EXERCISE:
From the first entry to the last, copy the material exactly as it stands.

-- GIVEN ENTRIES follows --

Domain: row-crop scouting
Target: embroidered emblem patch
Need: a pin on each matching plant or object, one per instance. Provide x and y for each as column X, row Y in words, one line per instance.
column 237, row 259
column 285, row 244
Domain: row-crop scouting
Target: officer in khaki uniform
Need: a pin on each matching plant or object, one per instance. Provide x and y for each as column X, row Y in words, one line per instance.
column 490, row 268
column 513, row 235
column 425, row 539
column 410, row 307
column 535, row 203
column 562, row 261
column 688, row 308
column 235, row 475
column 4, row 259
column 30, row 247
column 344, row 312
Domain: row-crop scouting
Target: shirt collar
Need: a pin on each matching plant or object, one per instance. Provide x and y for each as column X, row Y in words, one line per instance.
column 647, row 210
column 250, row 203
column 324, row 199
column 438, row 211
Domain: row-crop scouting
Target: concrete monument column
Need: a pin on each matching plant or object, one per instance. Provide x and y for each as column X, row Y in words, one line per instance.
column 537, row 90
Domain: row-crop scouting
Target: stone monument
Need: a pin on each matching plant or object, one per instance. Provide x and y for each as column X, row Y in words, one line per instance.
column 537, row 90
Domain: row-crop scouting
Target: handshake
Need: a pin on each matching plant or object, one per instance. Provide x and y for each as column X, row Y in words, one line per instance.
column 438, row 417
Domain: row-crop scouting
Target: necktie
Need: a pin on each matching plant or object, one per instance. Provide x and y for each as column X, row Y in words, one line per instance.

-- GIVEN ENTRIES concluded --

SOLUTION FOR THIS PROBLEM:
Domain: row-crop scouting
Target: embroidered emblem patch
Need: a pin on each matching plant or object, one per instance. Provide x and y for each as column X, row Y in words, one line per instance.
column 237, row 259
column 285, row 244
Domain: row-crop scouting
Target: officer in khaki uniform
Need: a pin on each matching plant or object, one per instance. Provide x and y for each as column X, row Y in words, one line per instance.
column 490, row 268
column 513, row 235
column 425, row 539
column 410, row 307
column 535, row 203
column 562, row 261
column 688, row 308
column 235, row 475
column 4, row 259
column 30, row 247
column 344, row 312
Domain: row-crop scouting
Target: shirt collar
Need: a pin on each matching plant or object, one per instance. Provide x and y for each as column X, row Y in words, one line per instance.
column 647, row 210
column 250, row 203
column 324, row 199
column 438, row 211
Domain: row-crop scouting
Target: concrete monument column
Need: a pin on each matching plant or object, one per instance. Provide x and y for each as column X, row Y in words, one line per instance.
column 537, row 90
Domain: row-crop scouting
Target: stone monument
Need: a pin on each matching plant or object, one per instance. Provide x and y for each as column X, row Y in words, one line per instance.
column 537, row 90
Domain: row-crop scouting
Target: handshake
Need: a pin on each matching plant or object, one per instance. Provide x and y for each as column X, row Y in words, one line per instance.
column 438, row 417
Domain: row-crop scouting
Target: necktie
Need: a pin on each matching plant or object, one per instance. Provide x and y for each as column X, row Y in words, one line per instance.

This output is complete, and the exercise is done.